Object pointing dataset rows:
• • •

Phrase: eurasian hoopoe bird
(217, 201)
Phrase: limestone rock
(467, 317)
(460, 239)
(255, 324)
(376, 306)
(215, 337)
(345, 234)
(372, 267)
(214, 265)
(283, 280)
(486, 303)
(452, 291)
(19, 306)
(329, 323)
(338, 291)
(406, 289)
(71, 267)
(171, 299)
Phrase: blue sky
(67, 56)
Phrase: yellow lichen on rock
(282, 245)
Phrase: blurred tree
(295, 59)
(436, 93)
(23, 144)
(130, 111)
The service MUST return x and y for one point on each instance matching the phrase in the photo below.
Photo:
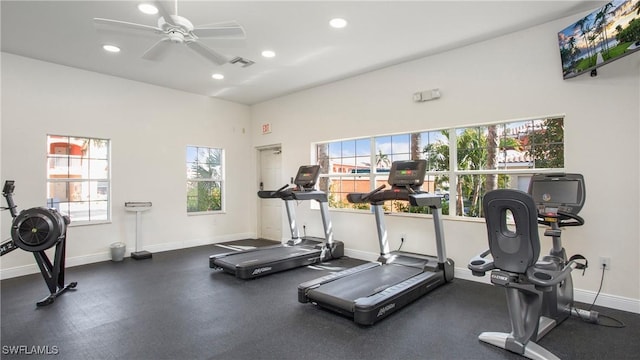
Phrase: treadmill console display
(307, 176)
(409, 172)
(558, 192)
(8, 187)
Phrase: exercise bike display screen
(307, 175)
(558, 192)
(407, 173)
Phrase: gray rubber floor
(174, 306)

• • •

SHORT EXERCISE:
Turn the rows above into a numbered list with one line per item. Skip blank lines and leave out the pictures.

THE COMPLETED TASK:
1. Phrase: eurasian hoopoe bird
2. (217, 201)
3. Phrase: limestone rock
4. (467, 317)
5. (460, 239)
6. (255, 324)
7. (376, 306)
8. (215, 337)
9. (345, 234)
10. (372, 267)
11. (214, 265)
12. (283, 280)
13. (486, 303)
14. (452, 291)
15. (19, 306)
16. (329, 323)
17. (338, 291)
18. (406, 289)
19. (71, 267)
20. (171, 299)
21. Phrase: blue sky
22. (67, 56)
23. Phrase: yellow lichen on rock
24. (282, 245)
25. Phrase: blurred tree
26. (295, 59)
27. (436, 93)
28. (23, 144)
29. (130, 111)
30. The service MUST return x and y for one point on each instance matching the phrase in the photo below.
31. Photo:
32. Phrase: treadmill console display
33. (307, 176)
34. (409, 172)
35. (558, 192)
36. (8, 187)
37. Phrase: exercise bike display screen
38. (307, 175)
39. (558, 192)
40. (407, 173)
41. Phrase: gray rubber floor
42. (174, 306)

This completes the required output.